Segment Start: INPUT DATA

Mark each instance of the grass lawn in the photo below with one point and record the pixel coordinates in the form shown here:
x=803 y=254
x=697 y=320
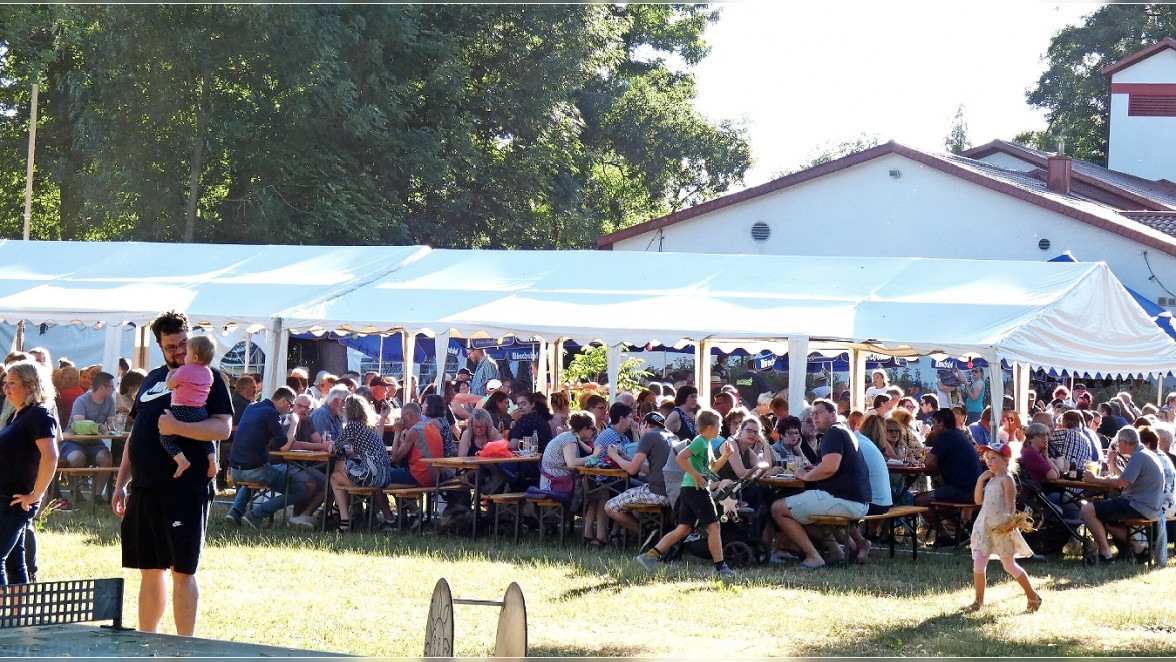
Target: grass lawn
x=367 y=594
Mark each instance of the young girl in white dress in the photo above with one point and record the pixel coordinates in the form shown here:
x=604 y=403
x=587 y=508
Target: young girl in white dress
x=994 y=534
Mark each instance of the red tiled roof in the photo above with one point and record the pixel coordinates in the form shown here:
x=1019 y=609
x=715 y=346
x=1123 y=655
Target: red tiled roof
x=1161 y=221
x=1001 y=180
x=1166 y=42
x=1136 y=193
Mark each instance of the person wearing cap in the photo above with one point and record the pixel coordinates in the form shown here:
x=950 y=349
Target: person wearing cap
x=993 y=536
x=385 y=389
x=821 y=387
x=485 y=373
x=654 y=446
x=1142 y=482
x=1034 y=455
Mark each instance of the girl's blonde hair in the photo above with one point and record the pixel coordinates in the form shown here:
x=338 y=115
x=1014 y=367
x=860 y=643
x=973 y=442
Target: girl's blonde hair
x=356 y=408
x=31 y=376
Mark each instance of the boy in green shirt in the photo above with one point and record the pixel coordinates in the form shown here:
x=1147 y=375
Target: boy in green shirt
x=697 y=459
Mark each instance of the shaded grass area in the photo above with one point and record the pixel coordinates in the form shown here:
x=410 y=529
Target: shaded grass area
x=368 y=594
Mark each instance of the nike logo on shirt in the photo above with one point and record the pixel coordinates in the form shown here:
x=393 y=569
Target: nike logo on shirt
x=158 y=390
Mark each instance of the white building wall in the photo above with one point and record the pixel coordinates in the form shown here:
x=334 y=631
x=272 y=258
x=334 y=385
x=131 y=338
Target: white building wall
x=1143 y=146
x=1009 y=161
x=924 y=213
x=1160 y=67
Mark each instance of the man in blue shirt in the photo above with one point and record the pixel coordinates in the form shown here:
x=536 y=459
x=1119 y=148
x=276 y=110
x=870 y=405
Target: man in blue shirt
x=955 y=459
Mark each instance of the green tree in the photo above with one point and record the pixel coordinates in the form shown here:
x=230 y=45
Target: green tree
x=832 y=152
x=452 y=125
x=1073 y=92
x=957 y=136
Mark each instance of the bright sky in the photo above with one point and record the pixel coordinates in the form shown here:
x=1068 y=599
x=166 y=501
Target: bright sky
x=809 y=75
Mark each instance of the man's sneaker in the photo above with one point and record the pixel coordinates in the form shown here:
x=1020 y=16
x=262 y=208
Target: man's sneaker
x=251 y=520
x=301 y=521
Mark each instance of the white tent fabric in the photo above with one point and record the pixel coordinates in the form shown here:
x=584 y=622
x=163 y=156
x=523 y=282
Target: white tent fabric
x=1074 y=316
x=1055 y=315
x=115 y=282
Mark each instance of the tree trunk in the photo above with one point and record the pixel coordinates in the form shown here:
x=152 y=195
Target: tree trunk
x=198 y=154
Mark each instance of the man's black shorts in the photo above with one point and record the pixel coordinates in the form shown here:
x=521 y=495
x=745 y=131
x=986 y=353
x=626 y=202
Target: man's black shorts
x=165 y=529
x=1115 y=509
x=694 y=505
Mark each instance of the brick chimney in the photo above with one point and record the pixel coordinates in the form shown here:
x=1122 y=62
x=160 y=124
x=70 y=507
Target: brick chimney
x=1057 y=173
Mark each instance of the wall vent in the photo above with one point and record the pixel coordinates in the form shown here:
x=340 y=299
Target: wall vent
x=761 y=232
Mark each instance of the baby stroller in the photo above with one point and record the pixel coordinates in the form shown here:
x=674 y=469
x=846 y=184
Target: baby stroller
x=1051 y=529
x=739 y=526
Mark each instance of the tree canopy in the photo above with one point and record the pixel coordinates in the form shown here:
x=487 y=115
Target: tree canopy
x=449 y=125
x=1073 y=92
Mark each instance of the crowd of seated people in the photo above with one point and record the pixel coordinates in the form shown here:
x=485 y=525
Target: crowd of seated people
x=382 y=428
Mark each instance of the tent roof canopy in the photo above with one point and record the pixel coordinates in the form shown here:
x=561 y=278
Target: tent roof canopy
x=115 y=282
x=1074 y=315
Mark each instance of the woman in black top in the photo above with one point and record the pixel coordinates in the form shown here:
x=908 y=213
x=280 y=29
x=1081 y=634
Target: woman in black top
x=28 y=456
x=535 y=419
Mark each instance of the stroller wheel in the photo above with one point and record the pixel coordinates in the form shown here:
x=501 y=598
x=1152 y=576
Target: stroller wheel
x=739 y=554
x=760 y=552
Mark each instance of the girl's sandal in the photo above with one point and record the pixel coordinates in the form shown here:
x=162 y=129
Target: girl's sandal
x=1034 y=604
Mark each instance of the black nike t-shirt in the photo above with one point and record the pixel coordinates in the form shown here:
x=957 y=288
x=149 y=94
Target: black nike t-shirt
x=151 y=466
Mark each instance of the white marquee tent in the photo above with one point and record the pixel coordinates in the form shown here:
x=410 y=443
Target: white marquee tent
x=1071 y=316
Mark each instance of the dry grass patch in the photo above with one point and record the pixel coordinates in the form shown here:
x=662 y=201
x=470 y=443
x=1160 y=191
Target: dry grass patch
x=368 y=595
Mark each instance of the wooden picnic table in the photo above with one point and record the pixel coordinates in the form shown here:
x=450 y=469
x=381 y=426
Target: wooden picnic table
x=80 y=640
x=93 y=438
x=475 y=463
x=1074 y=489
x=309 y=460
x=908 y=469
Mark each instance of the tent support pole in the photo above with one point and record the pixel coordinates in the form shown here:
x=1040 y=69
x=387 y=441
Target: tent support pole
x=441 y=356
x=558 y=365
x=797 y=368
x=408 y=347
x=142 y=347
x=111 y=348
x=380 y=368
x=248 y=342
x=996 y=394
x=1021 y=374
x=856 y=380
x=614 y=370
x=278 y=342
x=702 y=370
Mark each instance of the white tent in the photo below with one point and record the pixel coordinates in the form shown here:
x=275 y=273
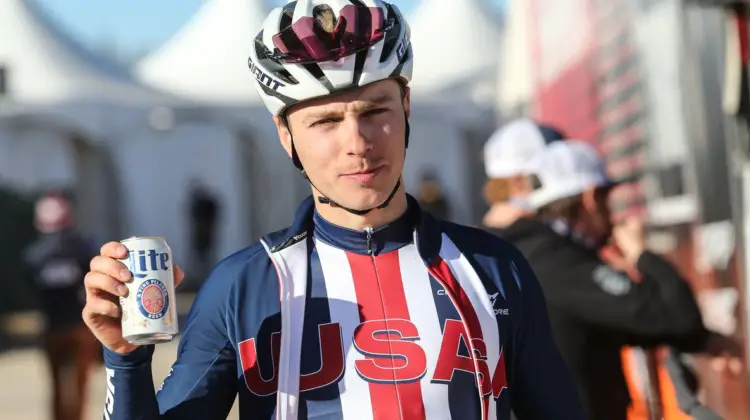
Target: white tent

Segment End: INPUT DATA

:: THE TASK ::
Among the records above, repeat exactly the line with "Target: baby stroller", the line with "x=485 y=525", and every line in between, and only those.

:: TASK RESPONSE ::
Target: baby stroller
x=1051 y=529
x=739 y=526
Mark each instance of the tree canopy in the photo above with one point and record the pixel coordinates in the form shown here:
x=487 y=115
Target: tree canopy
x=449 y=125
x=1073 y=92
Mark each instance of the crowd of seated people in the photo above with one point and record the pixel coordinates in the form shown here:
x=485 y=525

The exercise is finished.